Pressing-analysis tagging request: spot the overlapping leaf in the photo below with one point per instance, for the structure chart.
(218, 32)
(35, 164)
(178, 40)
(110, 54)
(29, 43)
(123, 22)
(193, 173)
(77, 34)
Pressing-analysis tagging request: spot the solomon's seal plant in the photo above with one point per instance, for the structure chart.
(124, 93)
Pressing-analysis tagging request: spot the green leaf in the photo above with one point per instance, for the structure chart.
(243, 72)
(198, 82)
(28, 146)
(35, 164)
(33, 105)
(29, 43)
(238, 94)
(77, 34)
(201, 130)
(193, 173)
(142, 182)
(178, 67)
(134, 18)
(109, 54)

» THE PROBLEM
Write out every row above word for word, in the same order.

» RESULT OF THIS EXERCISE
Pressing-analysis tagging request: spot the overlapping leaf in the photo below with one point per instance, for the structure chart.
(218, 32)
(35, 164)
(178, 40)
(110, 54)
(29, 43)
(123, 22)
(193, 173)
(77, 34)
Pressing-analysis tagging request: spot the solomon's seal plant in the photo above with one point per instance, for the structure chart.
(124, 93)
Pressing-analysis tagging request: spot the green leaf in the photo above with one point per instance, for the structure chart.
(243, 72)
(198, 82)
(28, 146)
(35, 164)
(33, 105)
(29, 43)
(238, 94)
(77, 34)
(201, 130)
(193, 173)
(142, 182)
(178, 67)
(134, 18)
(109, 54)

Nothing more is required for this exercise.